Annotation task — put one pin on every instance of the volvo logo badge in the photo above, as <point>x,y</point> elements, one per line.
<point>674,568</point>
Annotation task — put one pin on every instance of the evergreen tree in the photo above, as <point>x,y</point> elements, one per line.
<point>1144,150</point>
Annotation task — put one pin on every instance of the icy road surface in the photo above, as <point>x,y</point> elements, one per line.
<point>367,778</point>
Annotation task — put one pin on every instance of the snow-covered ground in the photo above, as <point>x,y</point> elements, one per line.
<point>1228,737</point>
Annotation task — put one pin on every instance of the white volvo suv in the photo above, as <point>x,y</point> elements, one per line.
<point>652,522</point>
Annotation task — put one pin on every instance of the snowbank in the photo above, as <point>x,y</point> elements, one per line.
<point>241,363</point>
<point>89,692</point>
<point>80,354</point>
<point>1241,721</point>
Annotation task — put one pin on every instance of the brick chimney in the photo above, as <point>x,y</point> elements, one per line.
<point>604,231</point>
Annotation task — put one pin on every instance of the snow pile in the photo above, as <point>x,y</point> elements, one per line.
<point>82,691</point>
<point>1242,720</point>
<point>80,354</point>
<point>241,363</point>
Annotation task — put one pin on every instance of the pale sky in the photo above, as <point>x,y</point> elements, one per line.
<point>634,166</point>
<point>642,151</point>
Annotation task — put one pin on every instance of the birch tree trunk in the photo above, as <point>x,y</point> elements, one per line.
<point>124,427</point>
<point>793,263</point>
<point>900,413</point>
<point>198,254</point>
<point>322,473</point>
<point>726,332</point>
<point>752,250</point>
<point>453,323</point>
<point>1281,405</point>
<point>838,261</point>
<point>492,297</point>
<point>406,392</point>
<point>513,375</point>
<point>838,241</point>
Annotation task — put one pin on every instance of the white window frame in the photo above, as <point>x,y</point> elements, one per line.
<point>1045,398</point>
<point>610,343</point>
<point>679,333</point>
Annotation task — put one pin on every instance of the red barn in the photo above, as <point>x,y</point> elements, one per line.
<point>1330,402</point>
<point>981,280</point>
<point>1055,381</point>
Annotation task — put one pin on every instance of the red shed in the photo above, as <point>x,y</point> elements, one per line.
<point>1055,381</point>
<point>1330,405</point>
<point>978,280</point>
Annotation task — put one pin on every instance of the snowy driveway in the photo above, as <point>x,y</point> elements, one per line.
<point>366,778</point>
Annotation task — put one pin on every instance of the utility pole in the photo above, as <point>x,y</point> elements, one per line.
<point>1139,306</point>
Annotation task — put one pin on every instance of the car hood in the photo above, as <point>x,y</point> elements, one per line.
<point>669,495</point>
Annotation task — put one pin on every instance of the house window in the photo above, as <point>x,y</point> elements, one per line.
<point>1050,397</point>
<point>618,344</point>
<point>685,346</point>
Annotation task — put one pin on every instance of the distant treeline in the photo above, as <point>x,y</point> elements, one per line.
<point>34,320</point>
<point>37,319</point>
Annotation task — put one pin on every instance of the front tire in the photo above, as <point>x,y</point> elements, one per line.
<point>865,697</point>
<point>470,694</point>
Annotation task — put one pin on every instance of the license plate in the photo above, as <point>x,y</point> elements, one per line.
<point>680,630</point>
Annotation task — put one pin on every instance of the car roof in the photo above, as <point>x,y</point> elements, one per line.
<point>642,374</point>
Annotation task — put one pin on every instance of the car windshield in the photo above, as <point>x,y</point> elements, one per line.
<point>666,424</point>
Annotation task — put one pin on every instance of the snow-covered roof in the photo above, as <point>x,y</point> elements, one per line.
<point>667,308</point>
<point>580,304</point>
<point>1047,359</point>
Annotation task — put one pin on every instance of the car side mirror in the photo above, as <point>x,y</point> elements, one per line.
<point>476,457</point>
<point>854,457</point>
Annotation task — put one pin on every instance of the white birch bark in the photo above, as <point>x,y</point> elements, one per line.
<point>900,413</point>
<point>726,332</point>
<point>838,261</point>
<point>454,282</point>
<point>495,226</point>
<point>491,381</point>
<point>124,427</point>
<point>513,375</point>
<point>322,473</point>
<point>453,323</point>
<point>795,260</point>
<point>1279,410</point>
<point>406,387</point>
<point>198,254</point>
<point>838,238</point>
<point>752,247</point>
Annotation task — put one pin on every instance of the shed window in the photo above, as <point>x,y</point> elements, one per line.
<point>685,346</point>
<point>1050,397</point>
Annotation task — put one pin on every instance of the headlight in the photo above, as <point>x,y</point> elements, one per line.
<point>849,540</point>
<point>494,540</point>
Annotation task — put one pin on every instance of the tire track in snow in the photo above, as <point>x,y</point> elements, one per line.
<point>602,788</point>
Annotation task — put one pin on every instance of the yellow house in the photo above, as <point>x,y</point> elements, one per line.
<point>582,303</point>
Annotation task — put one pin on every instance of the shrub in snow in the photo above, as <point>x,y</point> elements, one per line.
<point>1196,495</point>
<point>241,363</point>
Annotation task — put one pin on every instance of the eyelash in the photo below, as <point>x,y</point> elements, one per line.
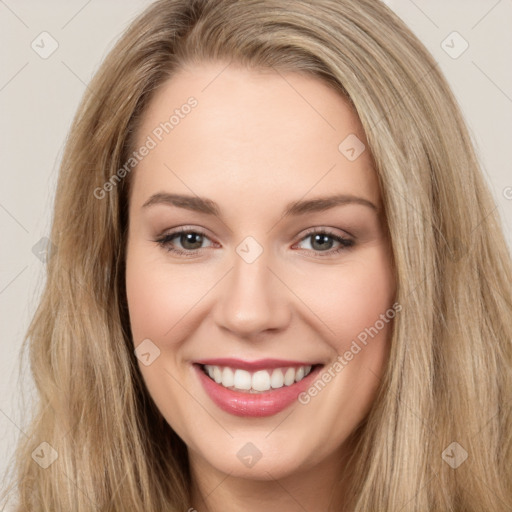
<point>164,241</point>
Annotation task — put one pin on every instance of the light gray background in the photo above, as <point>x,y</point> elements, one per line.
<point>38,98</point>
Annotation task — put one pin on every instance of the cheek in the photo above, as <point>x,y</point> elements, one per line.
<point>159,296</point>
<point>351,298</point>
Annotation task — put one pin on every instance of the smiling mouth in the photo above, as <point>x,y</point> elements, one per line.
<point>260,381</point>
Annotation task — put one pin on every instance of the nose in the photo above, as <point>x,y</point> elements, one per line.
<point>252,299</point>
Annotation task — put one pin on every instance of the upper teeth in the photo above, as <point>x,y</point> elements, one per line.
<point>262,380</point>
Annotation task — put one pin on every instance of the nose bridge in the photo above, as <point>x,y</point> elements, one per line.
<point>252,298</point>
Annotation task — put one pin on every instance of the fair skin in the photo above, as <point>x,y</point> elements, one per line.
<point>254,144</point>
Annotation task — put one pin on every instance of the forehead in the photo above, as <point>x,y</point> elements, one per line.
<point>250,133</point>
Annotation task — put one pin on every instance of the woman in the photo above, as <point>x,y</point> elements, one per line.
<point>261,368</point>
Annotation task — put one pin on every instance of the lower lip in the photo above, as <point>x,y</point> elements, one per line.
<point>258,405</point>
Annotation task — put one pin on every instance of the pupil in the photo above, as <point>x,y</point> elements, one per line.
<point>323,239</point>
<point>189,238</point>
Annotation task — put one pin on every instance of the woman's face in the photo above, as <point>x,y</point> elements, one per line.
<point>281,281</point>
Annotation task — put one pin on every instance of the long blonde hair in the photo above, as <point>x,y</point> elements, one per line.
<point>449,375</point>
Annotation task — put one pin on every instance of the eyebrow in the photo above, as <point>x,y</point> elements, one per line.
<point>295,208</point>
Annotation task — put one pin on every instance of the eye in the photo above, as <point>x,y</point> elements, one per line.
<point>191,240</point>
<point>323,239</point>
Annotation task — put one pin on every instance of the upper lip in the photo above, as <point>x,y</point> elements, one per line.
<point>259,364</point>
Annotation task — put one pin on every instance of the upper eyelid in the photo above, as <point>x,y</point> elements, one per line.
<point>310,231</point>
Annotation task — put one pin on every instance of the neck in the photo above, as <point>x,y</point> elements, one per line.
<point>320,487</point>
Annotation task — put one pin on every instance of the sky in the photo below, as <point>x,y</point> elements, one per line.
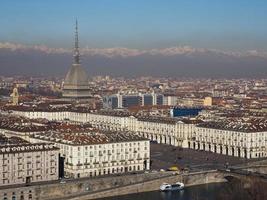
<point>228,24</point>
<point>135,28</point>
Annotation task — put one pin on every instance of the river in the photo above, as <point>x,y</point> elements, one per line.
<point>215,191</point>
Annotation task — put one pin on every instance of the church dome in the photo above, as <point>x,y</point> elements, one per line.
<point>76,76</point>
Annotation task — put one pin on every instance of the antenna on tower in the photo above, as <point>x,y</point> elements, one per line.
<point>76,47</point>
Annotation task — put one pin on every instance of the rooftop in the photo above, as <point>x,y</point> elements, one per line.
<point>238,124</point>
<point>88,138</point>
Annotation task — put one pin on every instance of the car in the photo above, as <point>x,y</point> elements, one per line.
<point>62,181</point>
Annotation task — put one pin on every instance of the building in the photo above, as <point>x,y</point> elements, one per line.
<point>93,153</point>
<point>241,138</point>
<point>76,84</point>
<point>23,163</point>
<point>132,100</point>
<point>242,135</point>
<point>184,111</point>
<point>207,101</point>
<point>15,96</point>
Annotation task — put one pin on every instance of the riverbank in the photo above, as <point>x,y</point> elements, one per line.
<point>192,179</point>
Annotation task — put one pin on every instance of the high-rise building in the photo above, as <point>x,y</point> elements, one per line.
<point>76,84</point>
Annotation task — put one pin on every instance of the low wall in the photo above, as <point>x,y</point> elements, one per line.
<point>189,180</point>
<point>56,190</point>
<point>92,188</point>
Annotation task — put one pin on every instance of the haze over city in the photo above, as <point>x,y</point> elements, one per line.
<point>126,100</point>
<point>131,38</point>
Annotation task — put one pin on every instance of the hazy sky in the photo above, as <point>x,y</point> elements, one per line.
<point>142,24</point>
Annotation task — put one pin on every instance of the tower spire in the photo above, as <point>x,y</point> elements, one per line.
<point>76,47</point>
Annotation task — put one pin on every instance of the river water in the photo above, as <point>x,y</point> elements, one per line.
<point>215,191</point>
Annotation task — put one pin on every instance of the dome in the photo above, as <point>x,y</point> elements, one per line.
<point>76,76</point>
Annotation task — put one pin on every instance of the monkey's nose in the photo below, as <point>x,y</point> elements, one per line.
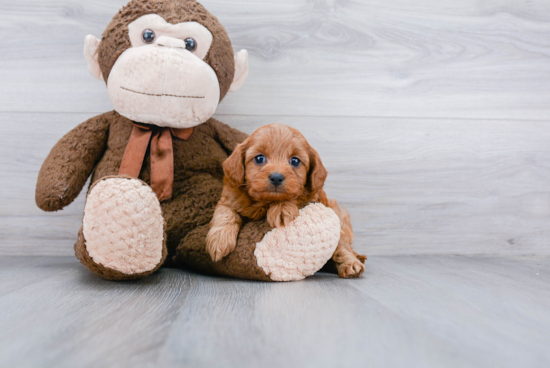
--
* TASK DESCRIPTION *
Pull out every line of the listing above that contains the string "birch". Treat uppercase and lowercase as different, so only exact-case matches count.

* FINAL RESULT *
Annotation task — put one pin on every instance of the birch tree trunk in the photo above, as <point>x,y</point> elements, one per line.
Annotation task — put one pin on every instance of the white birch bark in the photo above, as <point>x,y</point> elements, one per line.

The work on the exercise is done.